Supplied data

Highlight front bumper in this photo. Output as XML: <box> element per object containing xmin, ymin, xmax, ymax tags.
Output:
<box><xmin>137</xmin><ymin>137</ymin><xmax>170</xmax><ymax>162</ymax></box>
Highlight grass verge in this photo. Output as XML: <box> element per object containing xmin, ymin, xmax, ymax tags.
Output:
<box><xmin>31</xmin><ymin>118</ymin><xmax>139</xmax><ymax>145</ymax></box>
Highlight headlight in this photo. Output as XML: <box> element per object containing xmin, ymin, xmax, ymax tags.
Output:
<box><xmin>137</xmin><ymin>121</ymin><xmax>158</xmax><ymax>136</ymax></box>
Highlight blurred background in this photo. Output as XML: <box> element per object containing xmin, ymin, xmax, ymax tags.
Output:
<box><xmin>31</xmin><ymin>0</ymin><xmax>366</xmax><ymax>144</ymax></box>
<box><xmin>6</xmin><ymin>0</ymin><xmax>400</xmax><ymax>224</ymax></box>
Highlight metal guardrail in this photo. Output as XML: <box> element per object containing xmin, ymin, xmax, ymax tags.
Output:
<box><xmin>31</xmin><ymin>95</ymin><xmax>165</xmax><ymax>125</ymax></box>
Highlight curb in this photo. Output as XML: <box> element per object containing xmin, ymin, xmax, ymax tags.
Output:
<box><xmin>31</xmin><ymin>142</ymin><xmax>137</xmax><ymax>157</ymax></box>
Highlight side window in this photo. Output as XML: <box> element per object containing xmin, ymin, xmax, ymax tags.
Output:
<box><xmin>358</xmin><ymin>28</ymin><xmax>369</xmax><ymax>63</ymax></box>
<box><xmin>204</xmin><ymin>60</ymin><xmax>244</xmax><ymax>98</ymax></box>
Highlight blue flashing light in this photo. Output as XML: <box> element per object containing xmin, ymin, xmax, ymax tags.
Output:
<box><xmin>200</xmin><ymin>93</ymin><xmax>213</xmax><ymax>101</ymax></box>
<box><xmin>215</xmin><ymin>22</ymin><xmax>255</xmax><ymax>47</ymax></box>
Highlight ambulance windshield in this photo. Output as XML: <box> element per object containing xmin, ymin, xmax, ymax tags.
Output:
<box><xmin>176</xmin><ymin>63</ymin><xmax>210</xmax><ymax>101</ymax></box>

What this task involves
Rewrite the records above, substituting "Outline" for each occurrence of "Highlight" and keeping every other character unchanged.

Task output
Outline front bumper in this photo. Output as XML: <box> element per object containing xmin, ymin, xmax, ymax tags.
Output:
<box><xmin>137</xmin><ymin>137</ymin><xmax>170</xmax><ymax>162</ymax></box>
Outline grass verge in this photo. Output as XML: <box> element per object containing xmin, ymin, xmax, ymax tags.
Output:
<box><xmin>31</xmin><ymin>118</ymin><xmax>139</xmax><ymax>145</ymax></box>
Outline headlight in this photo. Output as XML: <box> element per object containing xmin, ymin, xmax, ymax tags.
Output:
<box><xmin>137</xmin><ymin>121</ymin><xmax>158</xmax><ymax>136</ymax></box>
Outline blurred background in this photo. Output as XML: <box> element per object containing xmin, ymin, xmax, ymax tags.
Output:
<box><xmin>31</xmin><ymin>0</ymin><xmax>366</xmax><ymax>144</ymax></box>
<box><xmin>6</xmin><ymin>0</ymin><xmax>400</xmax><ymax>224</ymax></box>
Outline metal guardrail in this photo. Output as XML: <box> element per object containing xmin, ymin, xmax, ymax tags.
Output:
<box><xmin>31</xmin><ymin>95</ymin><xmax>165</xmax><ymax>125</ymax></box>
Outline curb in this photo. Output as XML: <box> element per object containing xmin, ymin, xmax, ymax tags.
Output:
<box><xmin>31</xmin><ymin>142</ymin><xmax>137</xmax><ymax>157</ymax></box>
Outline side window in this photo. Output as XML: <box> element per object containing xmin, ymin, xmax, ymax tags.
Output:
<box><xmin>358</xmin><ymin>28</ymin><xmax>369</xmax><ymax>63</ymax></box>
<box><xmin>204</xmin><ymin>60</ymin><xmax>244</xmax><ymax>98</ymax></box>
Outline blue flashing light in this photo. Output as XML: <box> element per object containing xmin, ymin, xmax, ymax tags.
Output:
<box><xmin>200</xmin><ymin>93</ymin><xmax>213</xmax><ymax>101</ymax></box>
<box><xmin>215</xmin><ymin>22</ymin><xmax>255</xmax><ymax>47</ymax></box>
Outline ambulance windshield in this photo. Output as XML: <box> element per object containing xmin, ymin, xmax, ymax tags.
Output:
<box><xmin>176</xmin><ymin>63</ymin><xmax>210</xmax><ymax>101</ymax></box>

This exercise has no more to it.